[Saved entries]
►

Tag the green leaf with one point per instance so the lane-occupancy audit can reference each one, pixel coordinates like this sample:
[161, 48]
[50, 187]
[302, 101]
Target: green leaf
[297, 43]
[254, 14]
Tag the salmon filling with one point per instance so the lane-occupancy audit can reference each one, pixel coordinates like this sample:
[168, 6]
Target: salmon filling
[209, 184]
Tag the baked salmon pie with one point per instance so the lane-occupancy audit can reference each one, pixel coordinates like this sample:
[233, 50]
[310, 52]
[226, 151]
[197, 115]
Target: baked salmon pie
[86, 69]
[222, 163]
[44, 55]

◄

Duplicate all of the rows above verbatim, keeping their original order.

• **Response to the task**
Tag the green leaf with one point per instance so the lane-occupancy audit can reference each one, pixel coordinates like this sample:
[161, 48]
[50, 187]
[302, 101]
Target: green leaf
[297, 43]
[254, 14]
Tag the salmon filling with one point per instance so the lane-occupancy audit can reference each one, pixel coordinates like this sample:
[168, 6]
Target: salmon filling
[209, 184]
Tag the baked salmon pie with one point per instance so the lane-occupancy audit can reference each one, pixel coordinates like this sample:
[233, 50]
[310, 52]
[226, 151]
[197, 115]
Target: baked salmon pie
[86, 69]
[222, 163]
[44, 55]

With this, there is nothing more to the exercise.